# WORK INSTRUCTIONS
How many lines of the entries below contain the string "field", matching case exactly? Reply with only the number.

# DATA TO PROCESS
## START

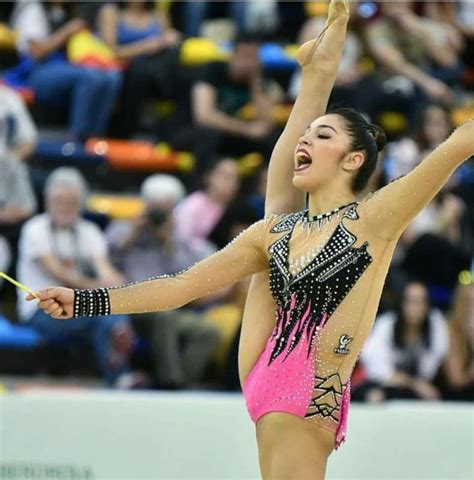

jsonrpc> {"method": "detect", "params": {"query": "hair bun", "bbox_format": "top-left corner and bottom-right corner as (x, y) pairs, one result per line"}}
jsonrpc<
(369, 123), (387, 152)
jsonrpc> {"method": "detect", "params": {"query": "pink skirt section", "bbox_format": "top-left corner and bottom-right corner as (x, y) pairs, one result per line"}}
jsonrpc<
(243, 326), (314, 423)
(243, 306), (350, 449)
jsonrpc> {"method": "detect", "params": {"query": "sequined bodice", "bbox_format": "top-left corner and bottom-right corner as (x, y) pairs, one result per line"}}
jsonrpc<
(269, 207), (372, 360)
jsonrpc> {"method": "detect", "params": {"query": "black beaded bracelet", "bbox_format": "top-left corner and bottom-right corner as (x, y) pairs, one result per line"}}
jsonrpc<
(73, 288), (110, 317)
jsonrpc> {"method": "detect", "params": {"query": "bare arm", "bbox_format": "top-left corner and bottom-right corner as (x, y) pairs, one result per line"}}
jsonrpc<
(361, 120), (474, 240)
(31, 220), (268, 319)
(265, 0), (349, 215)
(29, 18), (85, 60)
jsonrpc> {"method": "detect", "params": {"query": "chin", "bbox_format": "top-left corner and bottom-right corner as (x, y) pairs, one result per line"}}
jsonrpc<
(292, 175), (314, 193)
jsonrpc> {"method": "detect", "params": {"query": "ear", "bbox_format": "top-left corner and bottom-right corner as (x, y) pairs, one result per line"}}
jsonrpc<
(342, 152), (365, 172)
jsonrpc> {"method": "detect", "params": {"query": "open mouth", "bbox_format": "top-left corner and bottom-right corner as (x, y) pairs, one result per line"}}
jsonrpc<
(295, 149), (313, 172)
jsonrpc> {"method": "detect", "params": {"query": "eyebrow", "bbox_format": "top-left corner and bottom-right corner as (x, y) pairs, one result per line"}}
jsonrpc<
(316, 125), (337, 133)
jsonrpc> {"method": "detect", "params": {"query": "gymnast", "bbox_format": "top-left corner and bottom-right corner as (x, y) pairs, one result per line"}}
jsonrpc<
(27, 0), (474, 479)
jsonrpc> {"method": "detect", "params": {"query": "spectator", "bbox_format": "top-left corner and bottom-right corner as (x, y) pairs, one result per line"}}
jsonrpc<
(17, 167), (139, 386)
(108, 175), (219, 388)
(443, 283), (474, 401)
(288, 1), (408, 124)
(0, 86), (37, 245)
(176, 158), (240, 253)
(387, 104), (473, 302)
(169, 36), (276, 174)
(98, 0), (180, 137)
(6, 0), (121, 140)
(355, 282), (448, 401)
(367, 1), (463, 120)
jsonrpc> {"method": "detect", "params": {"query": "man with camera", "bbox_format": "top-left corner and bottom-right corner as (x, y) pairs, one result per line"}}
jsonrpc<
(107, 174), (219, 388)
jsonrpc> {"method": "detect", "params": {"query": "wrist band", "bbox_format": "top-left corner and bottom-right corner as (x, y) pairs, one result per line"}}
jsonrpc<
(73, 288), (110, 317)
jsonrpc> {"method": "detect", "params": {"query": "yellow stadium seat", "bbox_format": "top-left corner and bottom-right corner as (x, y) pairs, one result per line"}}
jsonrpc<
(180, 37), (230, 66)
(88, 194), (144, 220)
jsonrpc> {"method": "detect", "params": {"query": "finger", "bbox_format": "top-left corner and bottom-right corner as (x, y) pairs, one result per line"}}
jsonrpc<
(38, 299), (55, 310)
(44, 302), (59, 315)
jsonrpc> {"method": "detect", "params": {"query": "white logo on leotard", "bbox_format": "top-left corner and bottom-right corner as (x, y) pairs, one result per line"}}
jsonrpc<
(334, 334), (352, 355)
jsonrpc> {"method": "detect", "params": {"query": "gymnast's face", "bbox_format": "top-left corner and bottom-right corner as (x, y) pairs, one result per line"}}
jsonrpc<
(293, 114), (363, 193)
(47, 187), (82, 228)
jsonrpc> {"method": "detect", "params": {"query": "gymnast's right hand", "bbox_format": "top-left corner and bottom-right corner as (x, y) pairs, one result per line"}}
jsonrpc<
(26, 287), (74, 320)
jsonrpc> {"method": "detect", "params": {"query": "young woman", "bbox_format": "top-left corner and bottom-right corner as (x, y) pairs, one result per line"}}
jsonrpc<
(27, 1), (474, 479)
(355, 281), (449, 401)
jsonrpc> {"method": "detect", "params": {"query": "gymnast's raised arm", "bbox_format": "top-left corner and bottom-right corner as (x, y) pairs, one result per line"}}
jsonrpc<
(27, 220), (268, 319)
(265, 0), (349, 215)
(360, 120), (474, 240)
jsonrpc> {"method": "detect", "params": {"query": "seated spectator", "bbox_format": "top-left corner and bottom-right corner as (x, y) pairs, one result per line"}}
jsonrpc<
(175, 158), (240, 253)
(182, 1), (248, 37)
(107, 175), (219, 388)
(169, 32), (276, 175)
(98, 0), (180, 137)
(443, 283), (474, 401)
(17, 167), (139, 386)
(367, 1), (463, 121)
(360, 281), (448, 401)
(0, 86), (37, 246)
(6, 0), (121, 140)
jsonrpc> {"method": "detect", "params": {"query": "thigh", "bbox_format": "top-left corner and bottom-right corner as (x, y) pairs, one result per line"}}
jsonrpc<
(29, 61), (84, 104)
(29, 311), (92, 341)
(257, 413), (334, 480)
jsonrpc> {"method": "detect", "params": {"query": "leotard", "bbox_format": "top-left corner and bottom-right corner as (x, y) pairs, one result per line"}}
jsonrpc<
(75, 122), (474, 446)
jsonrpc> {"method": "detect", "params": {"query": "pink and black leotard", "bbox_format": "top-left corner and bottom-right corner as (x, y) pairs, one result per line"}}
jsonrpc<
(74, 122), (474, 446)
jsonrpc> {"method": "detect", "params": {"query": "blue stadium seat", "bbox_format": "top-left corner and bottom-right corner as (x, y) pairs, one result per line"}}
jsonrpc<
(0, 315), (41, 349)
(35, 140), (106, 166)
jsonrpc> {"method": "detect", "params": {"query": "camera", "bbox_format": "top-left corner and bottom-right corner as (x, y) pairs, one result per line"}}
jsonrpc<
(147, 208), (169, 227)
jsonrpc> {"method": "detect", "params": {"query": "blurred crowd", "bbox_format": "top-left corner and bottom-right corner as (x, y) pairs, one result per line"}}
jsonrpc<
(0, 0), (474, 402)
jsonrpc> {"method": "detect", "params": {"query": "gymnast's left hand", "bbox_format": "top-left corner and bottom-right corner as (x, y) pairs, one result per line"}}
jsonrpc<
(26, 287), (74, 320)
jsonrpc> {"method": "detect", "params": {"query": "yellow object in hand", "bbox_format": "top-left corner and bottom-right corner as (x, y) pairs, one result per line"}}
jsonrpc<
(0, 272), (39, 300)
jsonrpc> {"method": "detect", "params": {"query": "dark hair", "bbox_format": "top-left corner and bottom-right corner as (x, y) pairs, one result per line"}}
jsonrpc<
(394, 279), (431, 349)
(328, 107), (387, 193)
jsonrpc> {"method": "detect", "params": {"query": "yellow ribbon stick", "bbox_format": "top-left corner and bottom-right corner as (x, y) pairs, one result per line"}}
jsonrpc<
(0, 272), (39, 300)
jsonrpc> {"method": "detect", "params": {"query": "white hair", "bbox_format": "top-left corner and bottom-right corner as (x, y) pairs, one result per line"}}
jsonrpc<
(140, 174), (186, 206)
(44, 167), (89, 202)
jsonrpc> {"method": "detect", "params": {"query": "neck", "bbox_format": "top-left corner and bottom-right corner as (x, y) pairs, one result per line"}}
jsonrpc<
(308, 185), (356, 217)
(207, 190), (229, 207)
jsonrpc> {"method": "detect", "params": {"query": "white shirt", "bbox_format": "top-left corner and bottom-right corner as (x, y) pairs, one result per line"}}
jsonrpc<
(361, 310), (449, 384)
(17, 213), (107, 321)
(11, 0), (50, 54)
(0, 236), (11, 278)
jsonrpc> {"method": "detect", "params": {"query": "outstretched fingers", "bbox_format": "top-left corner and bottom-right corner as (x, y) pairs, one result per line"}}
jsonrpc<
(296, 0), (349, 68)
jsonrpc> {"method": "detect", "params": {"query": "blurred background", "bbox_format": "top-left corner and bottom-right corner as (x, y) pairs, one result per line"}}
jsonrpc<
(0, 0), (474, 479)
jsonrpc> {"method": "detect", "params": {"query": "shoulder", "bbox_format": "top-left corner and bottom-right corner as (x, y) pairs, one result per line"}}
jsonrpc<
(261, 210), (305, 233)
(77, 218), (104, 238)
(22, 213), (49, 231)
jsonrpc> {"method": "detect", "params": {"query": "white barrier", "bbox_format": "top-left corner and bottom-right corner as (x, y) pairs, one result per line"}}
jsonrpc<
(0, 391), (474, 480)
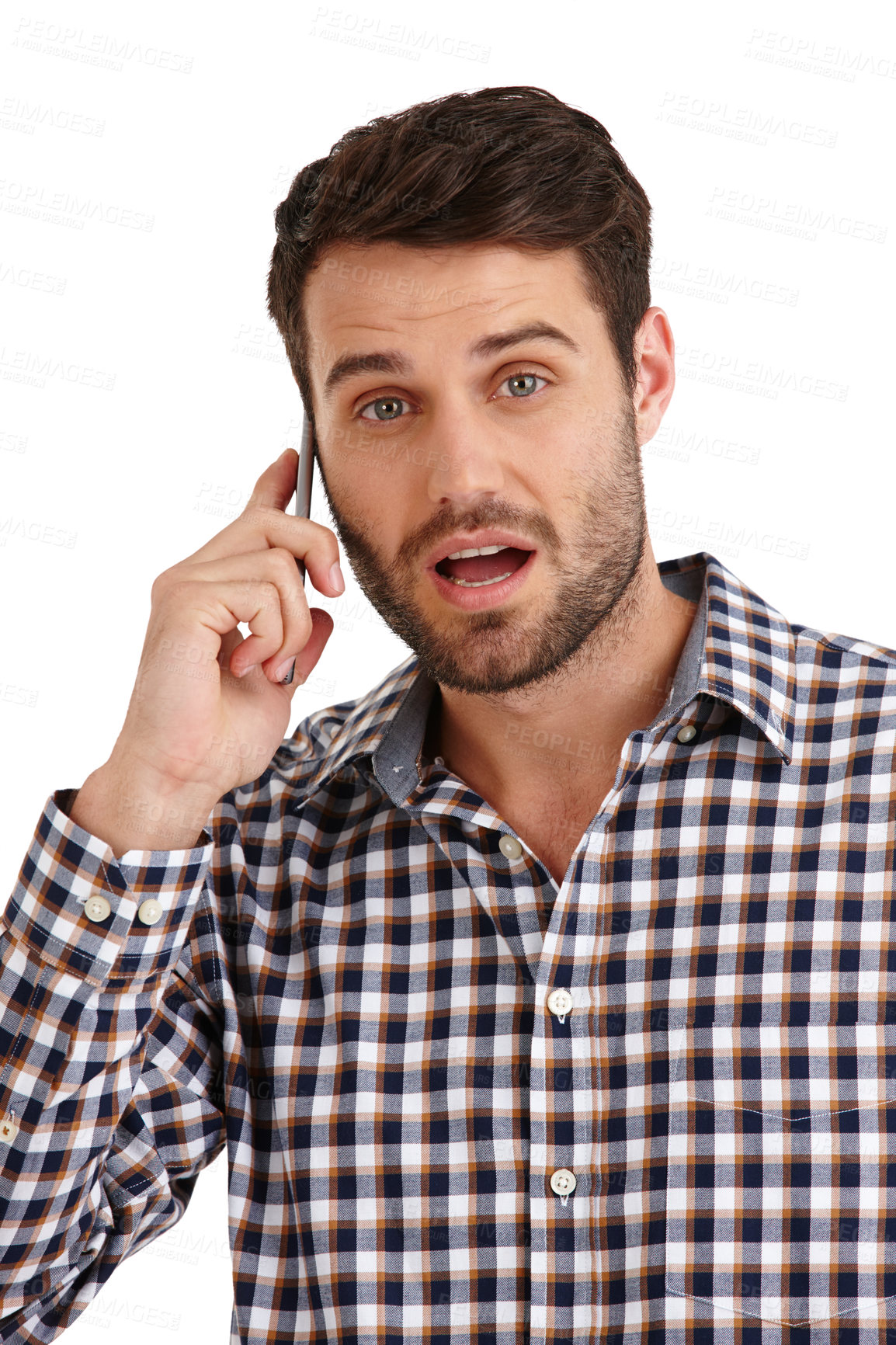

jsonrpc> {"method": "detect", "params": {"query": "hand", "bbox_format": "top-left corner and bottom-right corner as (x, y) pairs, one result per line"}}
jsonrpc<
(109, 449), (343, 803)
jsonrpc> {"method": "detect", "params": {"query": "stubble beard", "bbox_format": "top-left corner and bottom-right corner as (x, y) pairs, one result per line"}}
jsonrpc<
(319, 402), (647, 698)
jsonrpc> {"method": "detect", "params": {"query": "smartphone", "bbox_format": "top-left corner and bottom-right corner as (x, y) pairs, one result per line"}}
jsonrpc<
(296, 403), (314, 584)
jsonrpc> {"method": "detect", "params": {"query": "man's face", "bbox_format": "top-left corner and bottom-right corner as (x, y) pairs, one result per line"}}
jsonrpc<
(304, 243), (647, 694)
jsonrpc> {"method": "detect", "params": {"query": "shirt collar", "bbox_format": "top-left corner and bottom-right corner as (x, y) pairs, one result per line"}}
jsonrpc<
(281, 551), (797, 805)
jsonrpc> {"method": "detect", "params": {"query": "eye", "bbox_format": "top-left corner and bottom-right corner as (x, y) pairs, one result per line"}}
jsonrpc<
(501, 369), (547, 397)
(358, 397), (409, 421)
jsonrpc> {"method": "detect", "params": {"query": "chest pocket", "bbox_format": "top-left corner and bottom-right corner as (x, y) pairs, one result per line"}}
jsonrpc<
(666, 1024), (896, 1325)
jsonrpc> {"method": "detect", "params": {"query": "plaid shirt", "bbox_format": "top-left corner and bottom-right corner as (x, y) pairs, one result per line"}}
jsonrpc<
(0, 553), (896, 1345)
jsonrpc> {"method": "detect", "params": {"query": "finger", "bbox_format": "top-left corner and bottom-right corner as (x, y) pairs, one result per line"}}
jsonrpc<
(274, 606), (334, 689)
(249, 448), (299, 509)
(181, 506), (346, 597)
(165, 547), (312, 682)
(156, 577), (283, 676)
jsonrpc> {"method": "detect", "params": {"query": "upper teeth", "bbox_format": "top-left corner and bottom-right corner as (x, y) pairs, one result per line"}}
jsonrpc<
(446, 546), (505, 561)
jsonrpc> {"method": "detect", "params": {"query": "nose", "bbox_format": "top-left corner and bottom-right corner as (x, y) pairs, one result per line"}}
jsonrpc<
(428, 410), (506, 509)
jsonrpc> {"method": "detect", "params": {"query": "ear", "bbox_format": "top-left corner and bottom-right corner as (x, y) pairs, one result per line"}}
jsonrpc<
(634, 308), (675, 445)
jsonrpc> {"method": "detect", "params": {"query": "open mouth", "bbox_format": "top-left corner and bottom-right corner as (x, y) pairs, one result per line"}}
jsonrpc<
(435, 546), (531, 588)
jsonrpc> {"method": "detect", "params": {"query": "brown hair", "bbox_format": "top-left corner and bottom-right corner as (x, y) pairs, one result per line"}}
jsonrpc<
(268, 86), (650, 419)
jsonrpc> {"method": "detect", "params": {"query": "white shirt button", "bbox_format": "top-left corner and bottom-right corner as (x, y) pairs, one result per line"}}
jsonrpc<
(550, 1167), (576, 1196)
(83, 896), (112, 920)
(547, 989), (571, 1022)
(498, 836), (522, 860)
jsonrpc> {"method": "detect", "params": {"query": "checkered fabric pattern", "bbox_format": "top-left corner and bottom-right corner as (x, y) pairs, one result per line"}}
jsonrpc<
(0, 553), (896, 1345)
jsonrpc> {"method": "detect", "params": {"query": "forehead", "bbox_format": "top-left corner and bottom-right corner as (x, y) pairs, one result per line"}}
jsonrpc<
(303, 242), (596, 360)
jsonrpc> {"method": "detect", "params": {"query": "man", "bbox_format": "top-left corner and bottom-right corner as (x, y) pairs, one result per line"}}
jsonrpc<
(0, 88), (896, 1345)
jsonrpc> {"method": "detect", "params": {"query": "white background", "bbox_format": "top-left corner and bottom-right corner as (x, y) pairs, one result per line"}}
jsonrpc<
(0, 0), (896, 1345)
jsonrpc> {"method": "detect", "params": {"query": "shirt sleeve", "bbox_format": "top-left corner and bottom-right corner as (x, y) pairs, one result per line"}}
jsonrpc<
(0, 791), (226, 1345)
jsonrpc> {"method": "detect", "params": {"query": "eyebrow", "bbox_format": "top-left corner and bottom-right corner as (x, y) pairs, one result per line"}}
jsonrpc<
(325, 321), (582, 401)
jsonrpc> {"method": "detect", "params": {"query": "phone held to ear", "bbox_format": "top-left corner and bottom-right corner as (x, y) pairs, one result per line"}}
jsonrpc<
(296, 414), (314, 584)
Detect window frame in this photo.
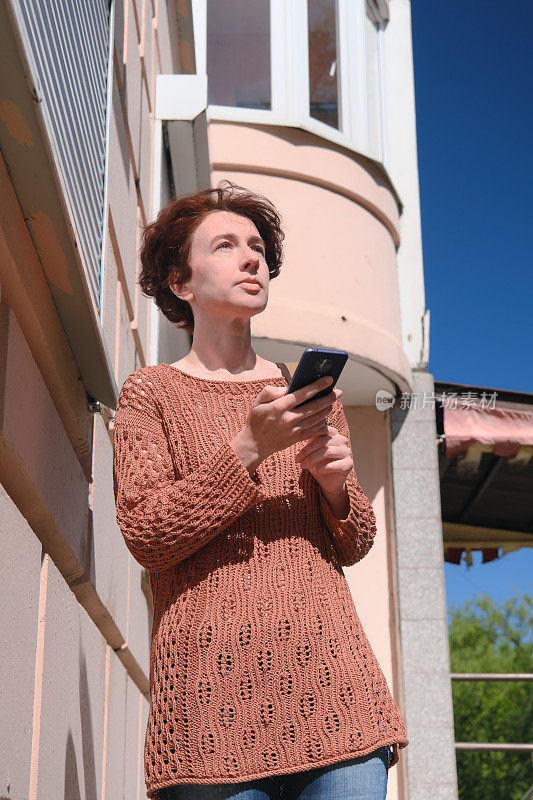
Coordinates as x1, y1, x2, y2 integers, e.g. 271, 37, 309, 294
193, 0, 386, 161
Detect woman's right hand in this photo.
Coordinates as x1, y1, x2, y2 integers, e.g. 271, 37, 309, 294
231, 378, 342, 474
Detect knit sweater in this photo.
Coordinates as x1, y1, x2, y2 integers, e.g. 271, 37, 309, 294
113, 364, 408, 798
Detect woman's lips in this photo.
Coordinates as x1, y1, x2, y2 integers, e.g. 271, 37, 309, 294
237, 281, 261, 291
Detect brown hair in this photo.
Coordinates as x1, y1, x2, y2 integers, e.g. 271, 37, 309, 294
138, 180, 285, 334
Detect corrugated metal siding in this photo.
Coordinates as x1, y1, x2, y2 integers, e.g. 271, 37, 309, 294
17, 0, 109, 309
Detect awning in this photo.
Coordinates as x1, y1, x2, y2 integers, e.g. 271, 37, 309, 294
443, 403, 533, 458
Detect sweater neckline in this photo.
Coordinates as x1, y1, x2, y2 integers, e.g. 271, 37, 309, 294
161, 362, 288, 386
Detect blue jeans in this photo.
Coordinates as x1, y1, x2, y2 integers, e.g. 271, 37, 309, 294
158, 745, 390, 800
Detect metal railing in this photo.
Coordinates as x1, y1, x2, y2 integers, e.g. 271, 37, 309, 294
450, 672, 533, 753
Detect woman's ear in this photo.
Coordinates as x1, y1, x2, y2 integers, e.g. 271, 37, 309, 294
168, 283, 193, 302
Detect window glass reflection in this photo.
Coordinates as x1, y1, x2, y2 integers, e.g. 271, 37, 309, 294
207, 0, 271, 110
307, 0, 339, 129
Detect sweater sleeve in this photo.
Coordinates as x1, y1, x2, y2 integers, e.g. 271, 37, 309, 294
113, 371, 264, 570
317, 400, 376, 567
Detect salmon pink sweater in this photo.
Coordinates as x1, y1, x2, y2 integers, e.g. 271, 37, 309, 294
113, 364, 407, 798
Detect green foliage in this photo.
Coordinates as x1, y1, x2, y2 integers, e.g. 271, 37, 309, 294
449, 594, 533, 800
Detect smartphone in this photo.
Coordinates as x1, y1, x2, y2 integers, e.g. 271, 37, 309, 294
287, 347, 348, 408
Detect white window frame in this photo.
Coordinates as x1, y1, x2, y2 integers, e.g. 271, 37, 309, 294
193, 0, 385, 160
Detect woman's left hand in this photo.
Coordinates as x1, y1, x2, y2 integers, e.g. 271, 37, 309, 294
296, 425, 353, 494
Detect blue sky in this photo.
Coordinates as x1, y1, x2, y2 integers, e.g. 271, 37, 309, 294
411, 0, 533, 605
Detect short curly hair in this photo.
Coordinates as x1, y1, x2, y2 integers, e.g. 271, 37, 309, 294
138, 180, 285, 334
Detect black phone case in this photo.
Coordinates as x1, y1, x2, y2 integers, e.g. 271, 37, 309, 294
287, 347, 348, 408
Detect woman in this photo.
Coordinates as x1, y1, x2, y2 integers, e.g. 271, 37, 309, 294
114, 181, 407, 800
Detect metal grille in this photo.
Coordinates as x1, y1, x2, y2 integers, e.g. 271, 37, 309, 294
14, 0, 110, 310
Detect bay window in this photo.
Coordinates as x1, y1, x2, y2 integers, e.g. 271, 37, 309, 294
193, 0, 386, 160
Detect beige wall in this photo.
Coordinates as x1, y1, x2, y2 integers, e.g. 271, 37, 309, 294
209, 121, 412, 800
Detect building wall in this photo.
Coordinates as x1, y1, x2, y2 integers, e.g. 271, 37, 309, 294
0, 0, 176, 800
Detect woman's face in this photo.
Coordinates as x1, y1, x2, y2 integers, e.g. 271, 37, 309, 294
175, 211, 269, 326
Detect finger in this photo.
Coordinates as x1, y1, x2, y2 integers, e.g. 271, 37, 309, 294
296, 445, 346, 466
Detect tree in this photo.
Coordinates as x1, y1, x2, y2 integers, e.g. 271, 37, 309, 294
449, 594, 533, 800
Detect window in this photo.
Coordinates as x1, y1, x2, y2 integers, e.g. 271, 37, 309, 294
207, 0, 272, 110
197, 0, 387, 160
307, 0, 339, 128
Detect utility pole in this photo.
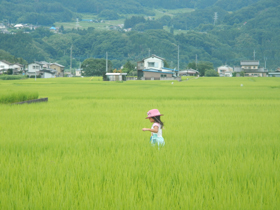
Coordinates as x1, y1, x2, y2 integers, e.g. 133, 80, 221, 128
178, 45, 180, 76
106, 52, 108, 73
214, 12, 218, 25
76, 18, 79, 29
70, 45, 74, 75
195, 54, 197, 70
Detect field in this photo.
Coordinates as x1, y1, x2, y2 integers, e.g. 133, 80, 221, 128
54, 8, 194, 30
0, 78, 280, 210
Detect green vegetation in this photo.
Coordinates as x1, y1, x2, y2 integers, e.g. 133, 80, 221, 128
0, 0, 280, 70
0, 77, 280, 210
0, 92, 39, 104
0, 75, 27, 80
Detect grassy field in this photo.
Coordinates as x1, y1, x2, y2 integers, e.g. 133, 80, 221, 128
0, 78, 280, 210
54, 8, 194, 30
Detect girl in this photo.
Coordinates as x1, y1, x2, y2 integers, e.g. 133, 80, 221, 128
142, 109, 165, 146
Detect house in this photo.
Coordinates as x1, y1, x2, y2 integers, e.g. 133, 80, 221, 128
0, 60, 13, 74
35, 61, 51, 68
218, 65, 233, 77
40, 68, 57, 78
14, 24, 23, 29
179, 69, 200, 76
233, 60, 268, 77
75, 69, 83, 77
49, 63, 65, 77
105, 73, 127, 81
0, 60, 24, 74
27, 62, 43, 76
268, 68, 280, 77
137, 55, 179, 80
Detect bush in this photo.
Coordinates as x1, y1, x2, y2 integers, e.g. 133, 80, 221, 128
0, 92, 39, 104
0, 75, 27, 80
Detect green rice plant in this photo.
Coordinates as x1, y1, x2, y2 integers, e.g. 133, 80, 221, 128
0, 77, 280, 209
0, 92, 39, 104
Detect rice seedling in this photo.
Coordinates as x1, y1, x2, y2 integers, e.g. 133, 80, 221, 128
0, 78, 280, 209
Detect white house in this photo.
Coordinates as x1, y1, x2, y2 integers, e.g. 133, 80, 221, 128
234, 60, 268, 77
106, 73, 127, 81
218, 65, 233, 77
179, 69, 200, 76
0, 60, 13, 73
14, 24, 23, 29
137, 55, 179, 80
40, 68, 57, 78
0, 60, 24, 74
27, 63, 43, 75
75, 69, 82, 77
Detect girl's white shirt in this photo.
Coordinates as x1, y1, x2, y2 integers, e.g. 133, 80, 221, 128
152, 123, 162, 137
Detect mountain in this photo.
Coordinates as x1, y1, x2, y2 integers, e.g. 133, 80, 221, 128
0, 0, 280, 69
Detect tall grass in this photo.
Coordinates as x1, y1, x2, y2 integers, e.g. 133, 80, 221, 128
0, 75, 27, 80
0, 78, 280, 209
0, 92, 39, 104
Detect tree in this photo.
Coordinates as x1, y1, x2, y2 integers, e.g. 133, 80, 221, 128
81, 58, 112, 76
123, 61, 135, 73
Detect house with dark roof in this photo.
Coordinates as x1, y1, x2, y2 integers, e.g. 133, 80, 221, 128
49, 63, 65, 77
268, 68, 280, 77
0, 60, 13, 74
137, 55, 179, 80
233, 60, 268, 77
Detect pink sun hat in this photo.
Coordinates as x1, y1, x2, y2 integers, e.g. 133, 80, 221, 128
146, 109, 163, 119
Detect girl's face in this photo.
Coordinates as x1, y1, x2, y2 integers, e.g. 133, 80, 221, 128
149, 117, 155, 123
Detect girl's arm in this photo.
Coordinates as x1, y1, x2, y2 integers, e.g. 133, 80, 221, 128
142, 126, 158, 133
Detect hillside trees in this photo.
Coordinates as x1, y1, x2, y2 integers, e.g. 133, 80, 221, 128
81, 58, 112, 76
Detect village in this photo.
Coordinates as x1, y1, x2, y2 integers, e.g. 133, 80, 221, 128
0, 55, 280, 81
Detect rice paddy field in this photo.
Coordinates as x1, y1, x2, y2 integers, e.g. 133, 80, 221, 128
0, 78, 280, 210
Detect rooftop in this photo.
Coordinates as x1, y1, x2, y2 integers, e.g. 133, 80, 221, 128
240, 60, 260, 66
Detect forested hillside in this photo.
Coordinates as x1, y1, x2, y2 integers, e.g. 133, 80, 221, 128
0, 0, 280, 69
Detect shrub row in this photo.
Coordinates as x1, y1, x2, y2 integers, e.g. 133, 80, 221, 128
0, 75, 27, 80
0, 92, 39, 104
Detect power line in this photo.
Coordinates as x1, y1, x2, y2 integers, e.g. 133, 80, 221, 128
214, 12, 218, 25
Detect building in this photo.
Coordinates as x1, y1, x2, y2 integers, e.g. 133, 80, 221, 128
39, 68, 57, 79
75, 69, 83, 77
26, 62, 43, 76
218, 65, 233, 77
233, 60, 268, 77
179, 69, 200, 76
268, 68, 280, 77
104, 73, 127, 81
49, 63, 65, 77
0, 60, 13, 74
14, 24, 23, 29
0, 60, 24, 74
137, 55, 179, 80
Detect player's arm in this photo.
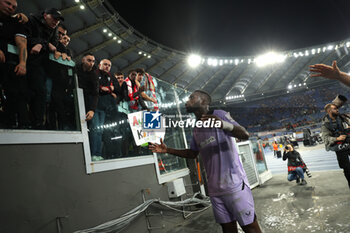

## END

# THE OUTPUT
3